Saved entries
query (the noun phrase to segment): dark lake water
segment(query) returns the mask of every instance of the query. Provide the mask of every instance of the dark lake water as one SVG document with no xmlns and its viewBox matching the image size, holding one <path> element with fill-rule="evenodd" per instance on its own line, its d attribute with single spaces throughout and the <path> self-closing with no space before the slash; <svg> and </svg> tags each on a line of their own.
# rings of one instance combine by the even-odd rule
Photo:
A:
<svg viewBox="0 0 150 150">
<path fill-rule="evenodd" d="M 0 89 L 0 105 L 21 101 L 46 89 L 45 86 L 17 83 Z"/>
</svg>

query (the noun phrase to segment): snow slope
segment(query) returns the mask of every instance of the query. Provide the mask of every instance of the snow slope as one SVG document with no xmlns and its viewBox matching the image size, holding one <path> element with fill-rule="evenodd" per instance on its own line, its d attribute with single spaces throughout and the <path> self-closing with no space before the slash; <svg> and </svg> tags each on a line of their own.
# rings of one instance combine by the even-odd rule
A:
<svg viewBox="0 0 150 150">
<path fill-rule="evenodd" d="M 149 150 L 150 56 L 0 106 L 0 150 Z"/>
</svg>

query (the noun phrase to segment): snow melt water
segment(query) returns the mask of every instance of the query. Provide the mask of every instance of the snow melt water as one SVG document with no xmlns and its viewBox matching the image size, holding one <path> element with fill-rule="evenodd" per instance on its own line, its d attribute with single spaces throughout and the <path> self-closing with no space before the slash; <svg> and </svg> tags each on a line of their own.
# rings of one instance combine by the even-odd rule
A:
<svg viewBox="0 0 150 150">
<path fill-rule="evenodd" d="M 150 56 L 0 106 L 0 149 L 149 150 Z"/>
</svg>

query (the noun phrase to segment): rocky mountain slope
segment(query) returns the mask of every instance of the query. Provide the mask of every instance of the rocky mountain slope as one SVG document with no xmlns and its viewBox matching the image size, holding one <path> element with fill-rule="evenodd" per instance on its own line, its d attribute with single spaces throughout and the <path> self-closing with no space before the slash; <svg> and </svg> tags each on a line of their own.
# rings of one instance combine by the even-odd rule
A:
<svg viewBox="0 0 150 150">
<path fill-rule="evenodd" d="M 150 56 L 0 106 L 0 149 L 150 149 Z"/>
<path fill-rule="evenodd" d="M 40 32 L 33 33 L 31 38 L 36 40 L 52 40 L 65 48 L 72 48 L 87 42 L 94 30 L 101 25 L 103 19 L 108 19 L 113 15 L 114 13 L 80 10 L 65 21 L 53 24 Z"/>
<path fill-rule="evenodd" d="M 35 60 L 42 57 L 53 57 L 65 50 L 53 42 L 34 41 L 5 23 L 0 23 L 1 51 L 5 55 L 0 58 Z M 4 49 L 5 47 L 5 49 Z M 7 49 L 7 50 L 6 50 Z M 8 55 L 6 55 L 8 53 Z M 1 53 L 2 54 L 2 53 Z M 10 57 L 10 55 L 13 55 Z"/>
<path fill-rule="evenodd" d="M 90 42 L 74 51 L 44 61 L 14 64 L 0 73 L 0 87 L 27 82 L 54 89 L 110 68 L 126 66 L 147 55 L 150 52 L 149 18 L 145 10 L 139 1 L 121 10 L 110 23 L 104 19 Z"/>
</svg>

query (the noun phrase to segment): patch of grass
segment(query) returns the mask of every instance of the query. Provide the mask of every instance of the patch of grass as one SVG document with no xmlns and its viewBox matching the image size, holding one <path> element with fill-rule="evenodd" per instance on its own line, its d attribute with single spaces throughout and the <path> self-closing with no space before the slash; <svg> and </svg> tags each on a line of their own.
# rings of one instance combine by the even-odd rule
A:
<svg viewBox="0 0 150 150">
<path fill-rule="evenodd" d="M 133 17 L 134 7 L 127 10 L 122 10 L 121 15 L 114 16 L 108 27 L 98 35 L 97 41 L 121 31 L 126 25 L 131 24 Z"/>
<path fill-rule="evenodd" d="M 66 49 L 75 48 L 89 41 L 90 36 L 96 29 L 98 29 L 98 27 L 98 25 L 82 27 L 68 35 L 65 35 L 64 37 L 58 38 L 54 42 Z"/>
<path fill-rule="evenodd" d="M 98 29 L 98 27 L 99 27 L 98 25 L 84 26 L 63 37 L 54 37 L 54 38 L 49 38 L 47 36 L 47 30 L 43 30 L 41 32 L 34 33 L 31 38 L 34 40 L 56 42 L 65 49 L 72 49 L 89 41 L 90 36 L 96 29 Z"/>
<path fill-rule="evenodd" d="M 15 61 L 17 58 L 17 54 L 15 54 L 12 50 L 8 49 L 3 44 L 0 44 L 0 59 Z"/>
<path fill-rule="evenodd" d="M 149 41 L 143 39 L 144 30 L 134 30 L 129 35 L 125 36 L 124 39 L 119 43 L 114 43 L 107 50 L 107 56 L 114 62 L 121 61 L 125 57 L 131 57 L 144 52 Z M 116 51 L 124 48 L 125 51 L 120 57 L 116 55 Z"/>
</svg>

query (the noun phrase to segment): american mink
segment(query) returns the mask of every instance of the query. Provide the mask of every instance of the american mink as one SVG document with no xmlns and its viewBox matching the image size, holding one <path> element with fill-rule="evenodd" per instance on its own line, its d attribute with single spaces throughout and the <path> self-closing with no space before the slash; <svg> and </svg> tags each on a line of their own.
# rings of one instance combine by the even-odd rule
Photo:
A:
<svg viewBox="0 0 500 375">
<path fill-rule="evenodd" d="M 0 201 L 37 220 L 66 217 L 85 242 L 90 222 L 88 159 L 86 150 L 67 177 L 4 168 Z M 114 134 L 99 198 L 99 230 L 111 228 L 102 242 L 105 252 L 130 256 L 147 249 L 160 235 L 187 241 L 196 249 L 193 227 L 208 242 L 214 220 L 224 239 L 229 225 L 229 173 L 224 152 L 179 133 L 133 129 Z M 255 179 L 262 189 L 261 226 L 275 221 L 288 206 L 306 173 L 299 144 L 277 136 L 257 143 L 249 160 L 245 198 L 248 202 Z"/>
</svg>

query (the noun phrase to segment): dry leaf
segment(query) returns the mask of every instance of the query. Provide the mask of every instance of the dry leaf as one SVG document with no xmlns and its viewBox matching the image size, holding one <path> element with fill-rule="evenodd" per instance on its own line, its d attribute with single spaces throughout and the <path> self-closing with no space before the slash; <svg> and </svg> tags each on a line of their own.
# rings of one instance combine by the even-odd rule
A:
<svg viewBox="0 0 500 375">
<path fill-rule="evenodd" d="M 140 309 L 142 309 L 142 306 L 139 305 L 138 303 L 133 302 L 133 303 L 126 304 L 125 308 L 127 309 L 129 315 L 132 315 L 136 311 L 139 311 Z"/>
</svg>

Written instruction:
Recast the listing from the line with "query (the noun phrase to segment): rocky" up to and including the line with "94 30 L 101" as a JSON list of strings, one per line, omitting blank lines.

Response to this task:
[
  "query (the noun phrase to segment): rocky mountain slope",
  "segment(query) returns the mask of every instance of the query. Provide the mask of every instance of the rocky mountain slope as one SVG document with no xmlns and its viewBox matching the image size, holding one <path> element with fill-rule=\"evenodd\" per instance on its own line, its d attribute with single spaces throughout and the <path> self-closing with no space before the slash; <svg> and </svg> tags each on a line of their own.",
  "# rings of one instance combine by the even-odd rule",
  "A:",
  "<svg viewBox=\"0 0 150 150\">",
  "<path fill-rule=\"evenodd\" d=\"M 150 56 L 0 106 L 0 149 L 150 149 Z\"/>",
  "<path fill-rule=\"evenodd\" d=\"M 40 32 L 33 33 L 31 38 L 36 40 L 52 40 L 65 48 L 72 48 L 87 42 L 94 30 L 101 25 L 103 19 L 108 19 L 113 15 L 114 13 L 80 10 L 65 21 L 53 24 Z\"/>"
]